February 3rd
Today I learned that $\lnot\lnot$ has the required operators to be a monad. To be explicit, $\lnot\lnot$ is an endofunctor in the category of types (using the propostion-as-types correspondence), taking $A:\UU$ to $\lnot\lnot A\equiv((A\to0)\to0):\UU.$
We begin by exhibiting $\eta_A$ ($\texttt{return}$ in Haskell), which is a map $A\to((A\to0)\to0).$ This will become something of a theme in these constructions, so we state it explicitly: the key observation is that we can view this as a the curried function\[A\to(A\to0)\to0.\]Now the construction of $\eta$ is easier: we take an element $a:A$ and a function $n_A:A\to0,$ and then we output $n_A(a):0.$ Written out, this is\[\eta_A\equiv\lambda(a:A).\lambda(n_A:A\to0).f(a).\]Technically $\eta$ also takes $A$ as an input, but we ignore this.
We continue by showing $\mu_A$ ($\texttt{join}$ in Haskell), which is a map from $(((A\to0)\to0)\to0)\to0$ to $(A\to0)\to0.$ There are a lot of arrows here, and we remark that we can actually exhibit\[(((A\to0)\to0)\to0)\to(A\to0)\]and then plug in $A\to0$ for $A$ to get $\mu_A.$ As expected, the correct way to think about this is as a curried function\[(((A\to0)\to0)\to0)\to A\to0.\]So now we have a function $f:((A\to0)\to0)\to0$ and an element $a:A,$ and we need to exhibit $0.$ Well, from our $a:A$ we know that we can exhibit $(A\to0)\to0$ because we have $\eta_A(a)$! From here $f$ sends $\eta_A(a)$ to $0.$ Written out, we have\[\mu_A\equiv\lambda(f:\lnot\lnot\lnot\lnot A).\lambda(a^*:\lnot A).f(\eta_{\lnot A}(a^*)).\]I have replaced the clearer $\to0$ notation for $\lnot$ for brevity.

■ What to work on ■
1. Write out the passage on the double-negation monad, everything from "We continue by" down to "for $\lnot$ for brevity.".
2. Extend the entry on the double-negation monad, carrying it on from its last sentence.
The items play no part in this work.

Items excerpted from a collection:
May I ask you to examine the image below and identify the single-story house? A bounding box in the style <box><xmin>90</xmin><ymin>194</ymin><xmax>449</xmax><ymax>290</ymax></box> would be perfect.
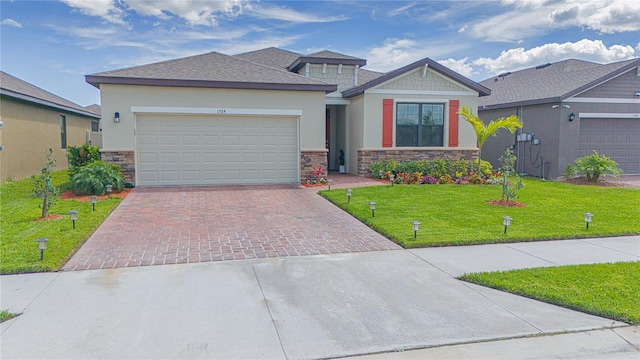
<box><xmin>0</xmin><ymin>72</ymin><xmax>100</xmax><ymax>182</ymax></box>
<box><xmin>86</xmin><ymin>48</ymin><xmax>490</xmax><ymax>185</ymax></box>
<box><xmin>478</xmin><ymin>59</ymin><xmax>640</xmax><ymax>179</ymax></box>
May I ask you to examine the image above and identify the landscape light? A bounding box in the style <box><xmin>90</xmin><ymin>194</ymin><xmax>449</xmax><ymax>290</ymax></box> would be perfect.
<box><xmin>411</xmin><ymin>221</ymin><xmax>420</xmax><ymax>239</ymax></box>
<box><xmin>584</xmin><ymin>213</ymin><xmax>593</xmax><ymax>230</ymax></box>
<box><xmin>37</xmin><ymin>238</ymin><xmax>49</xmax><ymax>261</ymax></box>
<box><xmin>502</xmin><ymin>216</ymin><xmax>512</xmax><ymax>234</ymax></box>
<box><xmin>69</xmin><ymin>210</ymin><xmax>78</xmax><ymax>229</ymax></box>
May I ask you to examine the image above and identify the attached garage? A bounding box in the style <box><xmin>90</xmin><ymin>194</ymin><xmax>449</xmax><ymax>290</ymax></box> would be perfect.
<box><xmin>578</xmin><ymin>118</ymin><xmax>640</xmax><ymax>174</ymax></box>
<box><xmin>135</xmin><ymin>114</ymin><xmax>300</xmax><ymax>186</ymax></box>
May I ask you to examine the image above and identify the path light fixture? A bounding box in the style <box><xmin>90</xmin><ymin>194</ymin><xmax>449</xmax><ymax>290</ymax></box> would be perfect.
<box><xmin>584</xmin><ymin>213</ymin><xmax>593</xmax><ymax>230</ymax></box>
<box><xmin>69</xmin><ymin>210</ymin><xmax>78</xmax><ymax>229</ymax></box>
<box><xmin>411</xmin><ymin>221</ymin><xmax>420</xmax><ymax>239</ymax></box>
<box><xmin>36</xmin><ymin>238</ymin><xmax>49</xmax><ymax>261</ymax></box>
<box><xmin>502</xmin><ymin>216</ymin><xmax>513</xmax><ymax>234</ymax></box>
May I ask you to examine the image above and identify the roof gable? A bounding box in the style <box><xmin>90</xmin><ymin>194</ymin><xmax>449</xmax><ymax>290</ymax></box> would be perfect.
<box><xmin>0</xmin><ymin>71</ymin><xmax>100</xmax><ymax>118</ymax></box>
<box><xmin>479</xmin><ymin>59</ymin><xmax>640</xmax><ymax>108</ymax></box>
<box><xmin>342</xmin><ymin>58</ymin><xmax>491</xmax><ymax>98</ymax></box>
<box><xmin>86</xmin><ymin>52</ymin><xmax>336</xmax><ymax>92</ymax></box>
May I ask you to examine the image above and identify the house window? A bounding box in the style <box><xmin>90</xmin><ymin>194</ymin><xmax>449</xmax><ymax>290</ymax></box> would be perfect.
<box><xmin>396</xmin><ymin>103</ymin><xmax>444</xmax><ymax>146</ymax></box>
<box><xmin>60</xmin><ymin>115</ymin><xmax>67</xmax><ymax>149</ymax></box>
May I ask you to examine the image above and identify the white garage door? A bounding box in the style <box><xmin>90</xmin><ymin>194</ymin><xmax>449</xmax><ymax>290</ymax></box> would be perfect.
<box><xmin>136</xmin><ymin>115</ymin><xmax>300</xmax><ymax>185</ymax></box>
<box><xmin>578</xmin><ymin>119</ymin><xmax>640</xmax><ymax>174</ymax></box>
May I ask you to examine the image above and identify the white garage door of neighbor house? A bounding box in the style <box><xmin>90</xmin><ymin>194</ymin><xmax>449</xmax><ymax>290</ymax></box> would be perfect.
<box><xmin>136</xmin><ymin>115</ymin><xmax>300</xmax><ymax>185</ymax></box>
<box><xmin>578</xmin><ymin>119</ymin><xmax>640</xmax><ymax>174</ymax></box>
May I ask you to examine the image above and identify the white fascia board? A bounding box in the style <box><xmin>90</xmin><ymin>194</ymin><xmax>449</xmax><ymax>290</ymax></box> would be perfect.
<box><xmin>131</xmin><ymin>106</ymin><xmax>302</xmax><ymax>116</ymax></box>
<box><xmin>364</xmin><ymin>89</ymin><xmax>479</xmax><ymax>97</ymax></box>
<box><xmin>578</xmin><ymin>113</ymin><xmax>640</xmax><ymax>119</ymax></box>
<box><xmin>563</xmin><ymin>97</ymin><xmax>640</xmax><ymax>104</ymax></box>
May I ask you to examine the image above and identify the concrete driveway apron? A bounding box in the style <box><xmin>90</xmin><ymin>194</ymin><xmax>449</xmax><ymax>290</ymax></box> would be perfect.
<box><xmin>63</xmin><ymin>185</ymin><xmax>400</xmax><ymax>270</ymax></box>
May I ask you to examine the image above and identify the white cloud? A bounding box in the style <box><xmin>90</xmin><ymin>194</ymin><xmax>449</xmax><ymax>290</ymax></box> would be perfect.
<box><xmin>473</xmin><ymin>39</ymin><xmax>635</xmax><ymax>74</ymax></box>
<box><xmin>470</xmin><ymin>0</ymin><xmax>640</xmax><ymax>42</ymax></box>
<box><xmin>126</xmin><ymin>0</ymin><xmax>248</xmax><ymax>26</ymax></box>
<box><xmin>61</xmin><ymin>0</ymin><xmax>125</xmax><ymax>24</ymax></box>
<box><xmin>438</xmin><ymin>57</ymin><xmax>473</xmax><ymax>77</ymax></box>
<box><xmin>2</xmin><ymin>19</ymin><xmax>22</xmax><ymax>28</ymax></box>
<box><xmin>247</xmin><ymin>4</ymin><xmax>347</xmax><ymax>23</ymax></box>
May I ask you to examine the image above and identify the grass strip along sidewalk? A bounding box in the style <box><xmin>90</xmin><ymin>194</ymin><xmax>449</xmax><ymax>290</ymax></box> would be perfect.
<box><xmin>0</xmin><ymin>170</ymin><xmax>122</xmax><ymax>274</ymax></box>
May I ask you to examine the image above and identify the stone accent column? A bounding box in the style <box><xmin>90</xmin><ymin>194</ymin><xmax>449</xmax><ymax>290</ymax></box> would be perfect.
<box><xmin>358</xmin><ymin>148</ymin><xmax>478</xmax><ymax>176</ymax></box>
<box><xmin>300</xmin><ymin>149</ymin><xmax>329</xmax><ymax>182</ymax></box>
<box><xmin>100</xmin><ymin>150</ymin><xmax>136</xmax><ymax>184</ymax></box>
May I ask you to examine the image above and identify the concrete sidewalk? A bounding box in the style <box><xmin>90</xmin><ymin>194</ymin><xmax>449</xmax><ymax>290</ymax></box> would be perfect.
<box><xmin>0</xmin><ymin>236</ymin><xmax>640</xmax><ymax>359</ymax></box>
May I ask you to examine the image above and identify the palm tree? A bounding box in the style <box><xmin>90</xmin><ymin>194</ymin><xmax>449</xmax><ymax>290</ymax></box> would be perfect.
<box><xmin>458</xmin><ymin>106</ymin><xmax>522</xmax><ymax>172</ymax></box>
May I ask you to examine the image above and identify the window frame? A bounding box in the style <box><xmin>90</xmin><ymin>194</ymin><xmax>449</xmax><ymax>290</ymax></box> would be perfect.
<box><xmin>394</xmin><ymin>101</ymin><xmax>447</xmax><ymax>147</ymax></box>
--
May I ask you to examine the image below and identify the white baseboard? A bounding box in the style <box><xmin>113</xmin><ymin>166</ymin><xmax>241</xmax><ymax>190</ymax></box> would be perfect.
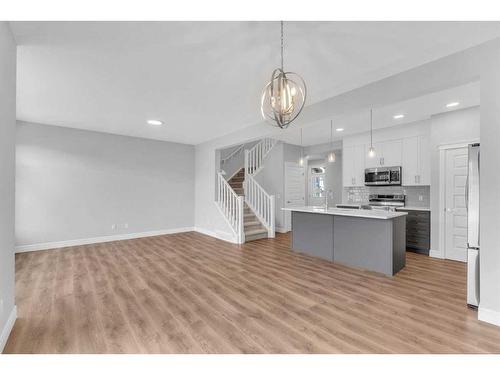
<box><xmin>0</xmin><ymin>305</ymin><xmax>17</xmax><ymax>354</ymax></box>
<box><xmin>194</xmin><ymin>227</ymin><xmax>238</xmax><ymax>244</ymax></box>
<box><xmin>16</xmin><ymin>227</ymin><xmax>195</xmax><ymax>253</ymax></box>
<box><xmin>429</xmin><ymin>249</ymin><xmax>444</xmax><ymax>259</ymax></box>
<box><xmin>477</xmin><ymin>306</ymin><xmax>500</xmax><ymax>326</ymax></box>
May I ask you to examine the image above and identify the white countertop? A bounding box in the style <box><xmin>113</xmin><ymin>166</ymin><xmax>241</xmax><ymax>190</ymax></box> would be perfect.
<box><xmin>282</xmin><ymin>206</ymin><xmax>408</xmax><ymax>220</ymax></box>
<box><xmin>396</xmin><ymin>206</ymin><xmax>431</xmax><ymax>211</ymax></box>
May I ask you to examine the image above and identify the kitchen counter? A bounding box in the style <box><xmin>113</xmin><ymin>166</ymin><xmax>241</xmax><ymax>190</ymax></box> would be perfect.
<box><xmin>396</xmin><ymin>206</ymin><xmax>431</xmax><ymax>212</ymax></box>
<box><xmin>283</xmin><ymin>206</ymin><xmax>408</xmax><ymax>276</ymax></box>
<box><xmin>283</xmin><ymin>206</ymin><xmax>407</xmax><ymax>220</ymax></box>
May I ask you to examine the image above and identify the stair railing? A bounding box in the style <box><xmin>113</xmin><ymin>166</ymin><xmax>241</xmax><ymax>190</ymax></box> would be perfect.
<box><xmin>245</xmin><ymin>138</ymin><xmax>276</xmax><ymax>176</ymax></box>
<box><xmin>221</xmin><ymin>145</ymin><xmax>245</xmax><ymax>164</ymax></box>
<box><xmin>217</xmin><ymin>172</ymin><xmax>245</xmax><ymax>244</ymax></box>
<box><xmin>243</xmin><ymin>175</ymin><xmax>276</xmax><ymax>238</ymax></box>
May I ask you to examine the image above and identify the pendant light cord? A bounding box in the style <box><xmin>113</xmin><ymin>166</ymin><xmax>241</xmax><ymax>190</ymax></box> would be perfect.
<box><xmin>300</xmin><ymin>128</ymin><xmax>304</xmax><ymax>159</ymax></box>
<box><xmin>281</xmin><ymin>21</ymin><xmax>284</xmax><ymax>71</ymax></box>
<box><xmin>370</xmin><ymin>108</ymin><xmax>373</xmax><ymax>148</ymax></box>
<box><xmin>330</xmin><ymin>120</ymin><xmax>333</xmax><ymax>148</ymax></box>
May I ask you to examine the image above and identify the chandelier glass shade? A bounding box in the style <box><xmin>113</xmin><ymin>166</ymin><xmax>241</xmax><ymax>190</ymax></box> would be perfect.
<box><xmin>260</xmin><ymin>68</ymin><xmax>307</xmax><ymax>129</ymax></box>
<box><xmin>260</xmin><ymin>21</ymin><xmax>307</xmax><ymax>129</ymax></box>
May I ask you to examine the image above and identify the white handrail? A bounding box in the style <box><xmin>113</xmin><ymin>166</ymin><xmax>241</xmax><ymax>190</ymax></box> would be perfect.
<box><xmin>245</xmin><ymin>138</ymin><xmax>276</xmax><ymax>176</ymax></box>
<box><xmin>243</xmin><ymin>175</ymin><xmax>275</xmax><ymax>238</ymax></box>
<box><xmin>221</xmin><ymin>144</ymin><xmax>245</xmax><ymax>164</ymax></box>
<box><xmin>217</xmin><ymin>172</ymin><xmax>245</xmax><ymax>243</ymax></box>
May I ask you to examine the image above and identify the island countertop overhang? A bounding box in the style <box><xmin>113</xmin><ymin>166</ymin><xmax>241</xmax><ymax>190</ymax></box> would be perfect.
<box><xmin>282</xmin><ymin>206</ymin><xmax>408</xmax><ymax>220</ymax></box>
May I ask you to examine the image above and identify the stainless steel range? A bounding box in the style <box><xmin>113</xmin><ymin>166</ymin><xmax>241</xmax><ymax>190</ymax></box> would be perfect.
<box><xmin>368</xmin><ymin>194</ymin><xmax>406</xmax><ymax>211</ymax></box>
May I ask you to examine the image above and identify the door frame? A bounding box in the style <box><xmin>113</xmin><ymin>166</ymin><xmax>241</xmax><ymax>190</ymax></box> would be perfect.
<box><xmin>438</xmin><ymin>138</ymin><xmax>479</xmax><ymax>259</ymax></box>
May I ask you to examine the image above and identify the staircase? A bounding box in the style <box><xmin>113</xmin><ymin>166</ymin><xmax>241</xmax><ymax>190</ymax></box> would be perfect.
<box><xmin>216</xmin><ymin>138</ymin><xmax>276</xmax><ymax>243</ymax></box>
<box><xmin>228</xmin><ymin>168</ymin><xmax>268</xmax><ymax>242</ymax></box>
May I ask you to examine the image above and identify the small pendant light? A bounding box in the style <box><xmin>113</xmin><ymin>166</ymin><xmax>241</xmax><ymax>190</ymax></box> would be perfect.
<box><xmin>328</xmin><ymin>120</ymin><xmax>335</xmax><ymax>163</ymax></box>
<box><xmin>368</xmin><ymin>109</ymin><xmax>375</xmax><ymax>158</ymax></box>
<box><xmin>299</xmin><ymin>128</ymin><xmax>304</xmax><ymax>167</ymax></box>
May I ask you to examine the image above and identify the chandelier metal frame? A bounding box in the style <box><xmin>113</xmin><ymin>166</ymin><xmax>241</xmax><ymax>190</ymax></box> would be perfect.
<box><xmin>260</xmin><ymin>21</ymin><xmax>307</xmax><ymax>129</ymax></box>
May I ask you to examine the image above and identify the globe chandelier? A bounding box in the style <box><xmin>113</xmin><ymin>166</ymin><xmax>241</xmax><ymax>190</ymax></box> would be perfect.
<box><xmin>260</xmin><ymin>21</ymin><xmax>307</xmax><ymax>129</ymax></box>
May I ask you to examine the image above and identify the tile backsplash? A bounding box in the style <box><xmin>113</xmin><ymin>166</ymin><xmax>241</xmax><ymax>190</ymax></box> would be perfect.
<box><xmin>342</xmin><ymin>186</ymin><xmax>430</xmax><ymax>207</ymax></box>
---
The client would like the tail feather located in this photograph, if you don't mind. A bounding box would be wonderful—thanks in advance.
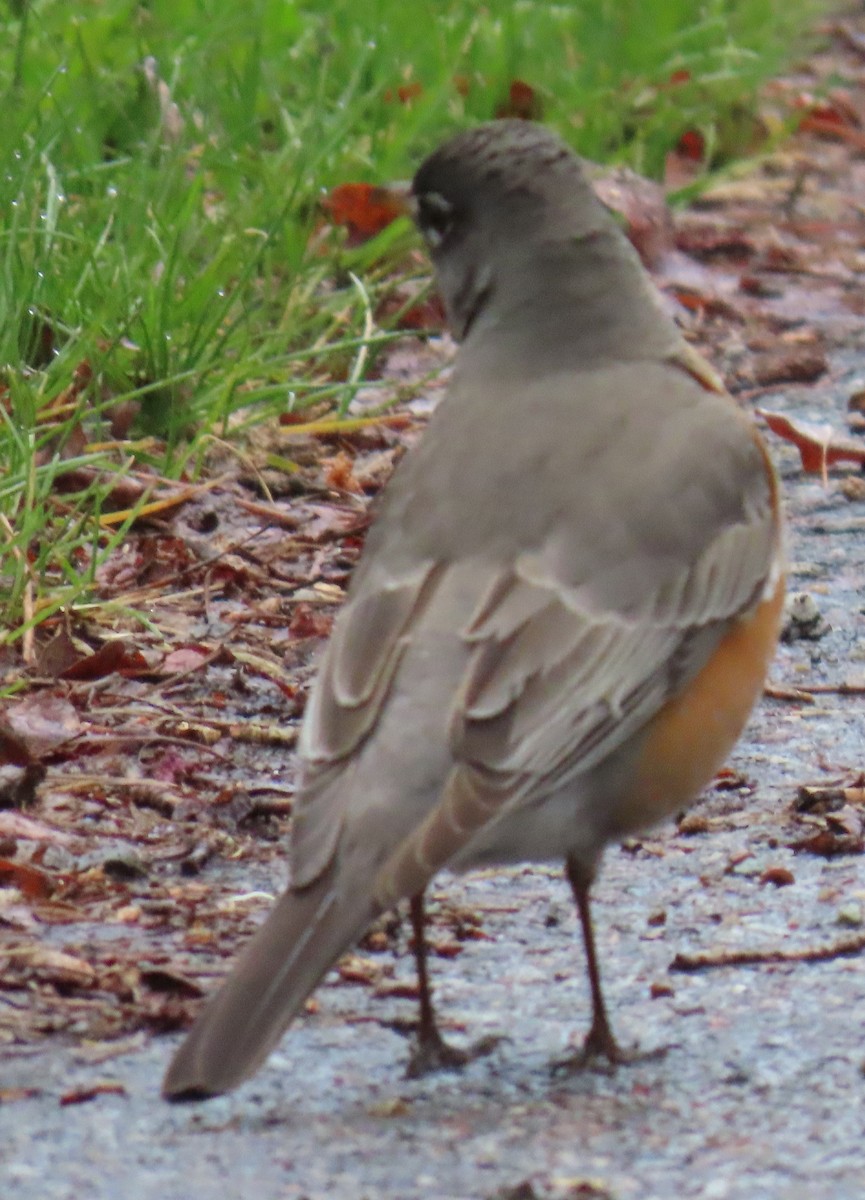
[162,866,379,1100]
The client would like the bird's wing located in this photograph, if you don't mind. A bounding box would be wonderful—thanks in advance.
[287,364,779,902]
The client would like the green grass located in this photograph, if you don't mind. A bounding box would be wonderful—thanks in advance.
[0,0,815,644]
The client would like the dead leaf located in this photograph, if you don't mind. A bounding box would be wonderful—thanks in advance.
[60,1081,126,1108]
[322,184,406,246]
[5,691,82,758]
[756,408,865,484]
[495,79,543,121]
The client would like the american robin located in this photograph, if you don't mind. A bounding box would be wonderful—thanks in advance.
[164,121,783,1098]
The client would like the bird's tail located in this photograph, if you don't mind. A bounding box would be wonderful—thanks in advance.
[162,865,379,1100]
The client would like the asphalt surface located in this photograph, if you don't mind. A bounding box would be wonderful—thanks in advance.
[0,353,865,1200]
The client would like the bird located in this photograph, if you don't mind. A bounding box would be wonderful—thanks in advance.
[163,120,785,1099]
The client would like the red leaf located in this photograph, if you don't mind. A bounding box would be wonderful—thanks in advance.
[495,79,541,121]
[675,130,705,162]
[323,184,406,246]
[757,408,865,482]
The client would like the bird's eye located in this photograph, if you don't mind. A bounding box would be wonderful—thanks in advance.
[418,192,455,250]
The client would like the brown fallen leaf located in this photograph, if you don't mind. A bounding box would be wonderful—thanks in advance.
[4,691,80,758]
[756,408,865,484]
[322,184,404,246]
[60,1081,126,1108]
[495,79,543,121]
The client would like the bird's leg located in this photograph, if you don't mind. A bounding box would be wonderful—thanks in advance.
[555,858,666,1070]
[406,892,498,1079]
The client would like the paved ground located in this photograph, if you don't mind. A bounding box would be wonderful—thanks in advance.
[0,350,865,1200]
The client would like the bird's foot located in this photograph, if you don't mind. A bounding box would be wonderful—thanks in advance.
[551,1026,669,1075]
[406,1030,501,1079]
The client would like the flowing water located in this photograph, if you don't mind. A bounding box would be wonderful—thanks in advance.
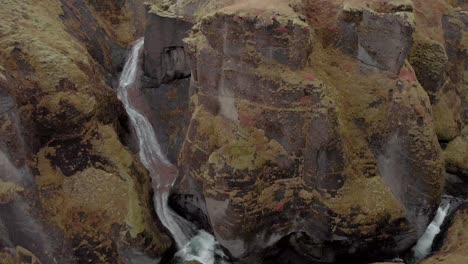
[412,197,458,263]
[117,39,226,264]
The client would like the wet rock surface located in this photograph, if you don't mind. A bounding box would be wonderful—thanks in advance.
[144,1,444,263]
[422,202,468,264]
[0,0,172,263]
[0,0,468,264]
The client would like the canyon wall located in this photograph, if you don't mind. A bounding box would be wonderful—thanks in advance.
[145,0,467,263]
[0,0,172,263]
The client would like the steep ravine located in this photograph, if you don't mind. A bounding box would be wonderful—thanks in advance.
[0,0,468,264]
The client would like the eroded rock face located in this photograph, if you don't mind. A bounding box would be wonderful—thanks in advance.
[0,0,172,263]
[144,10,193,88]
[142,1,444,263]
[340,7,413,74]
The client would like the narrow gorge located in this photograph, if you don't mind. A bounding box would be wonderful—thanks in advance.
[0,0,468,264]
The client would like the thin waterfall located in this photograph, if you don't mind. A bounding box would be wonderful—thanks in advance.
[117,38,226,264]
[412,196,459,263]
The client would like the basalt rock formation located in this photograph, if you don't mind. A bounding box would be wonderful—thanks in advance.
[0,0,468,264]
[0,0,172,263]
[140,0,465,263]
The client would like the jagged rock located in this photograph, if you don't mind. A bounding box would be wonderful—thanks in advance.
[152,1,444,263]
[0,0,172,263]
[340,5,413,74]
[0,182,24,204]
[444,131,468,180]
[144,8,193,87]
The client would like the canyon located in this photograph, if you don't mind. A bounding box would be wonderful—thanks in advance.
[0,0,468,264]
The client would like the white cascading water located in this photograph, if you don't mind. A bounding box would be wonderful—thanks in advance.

■ Answers in order ■
1.
We continue by showing $\mu_A$ ($\texttt{join}$ in Haskell), which is a map from $(((A\to0)\to0)\to0)\to0$ to $(A\to0)\to0.$ There are a lot of arrows here, and we remark that we can actually exhibit\[(((A\to0)\to0)\to0)\to(A\to0)\]and then plug in $A\to0$ for $A$ to get $\mu_A.$ As expected, the correct way to think about this is as a curried function\[(((A\to0)\to0)\to0)\to A\to0.\]So now we have a function $f:((A\to0)\to0)\to0$ and an element $a:A,$ and we need to exhibit $0.$ Well, from our $a:A$ we know that we can exhibit $(A\to0)\to0$ because we have $\eta_A(a)$! From here $f$ sends $\eta_A(a)$ to $0.$ Written out, we have\[\mu_A\equiv\lambda(f:\lnot\lnot\lnot\lnot A).\lambda(a^*:\lnot A).f(\eta_{\lnot A}(a^*)).\]I have replaced the clearer $\to0$ notation for $\lnot$ for brevity.

2.
This gives the needed natural transformations to be a monad, but we haven't shown the coherence laws; maybe I'll do them later, but they don't look like fun. We do remark that we do have Haskell's $\texttt{fmap}$ function, taking $A\to B$ and $\lnot\lnot A$ to output $\lnot\lnot B.$ Fully written out, we are exhibiting\[(A\to B)\to((A\to0)\to0)\to((B\to0)\to0).\]As usual, we interpet this as a curried function like\[(A\to B)\to((A\to0)\to0)\to(B\to0)\to0.\]That is, we get inputs $f:A\to B$ and $n_{A\to0}:(A\to0)\to0$ along with a $n_B:B\to0$ so that we now need to exhibit $0.$ The finishing trick, now, is to use the same idea as the functor of points: $n_B\circ f$ takes $A\to B\to 0,$ so $n_{A\to0}$ will send $n_B\circ f$ to $0.$ Fully written out,\[\texttt{fmap}_{A\to B}\equiv\lambda(f:A\to B).\lambda(n_{A\to0}:\lnot\lnot A).\lambda(n_B:\lnot B).n_{A\to0}(n_B\circ f).\]We remark that having a $\texttt{join}$ and an $\texttt{fmap}$ allows us to construct $\texttt{bind}:\lnot\lnot A\to(A\to\lnot\lnot B)\to\lnot\lnot B$ by\[\lambda(a^*:\lnot\lnot A).\lambda(f:A\to\lnot\lnot B).\texttt{join}_B\left(\texttt{fmap}_{A\to\lnot\lnot B}(f)(a^*)\right).\]Quickly, $\texttt{fmap}_{A\to\lnot\lnot B}(f)$ has type $\lnot\lnot A\to\lnot\lnot\lnot\lnot B,$ so we may input $a^*$ to get out an element of $\lnot\lnot\lnot\lnot B,$ from which $\texttt{join}_B$ finishes. This construction of $\texttt{bind}$ works in the general case.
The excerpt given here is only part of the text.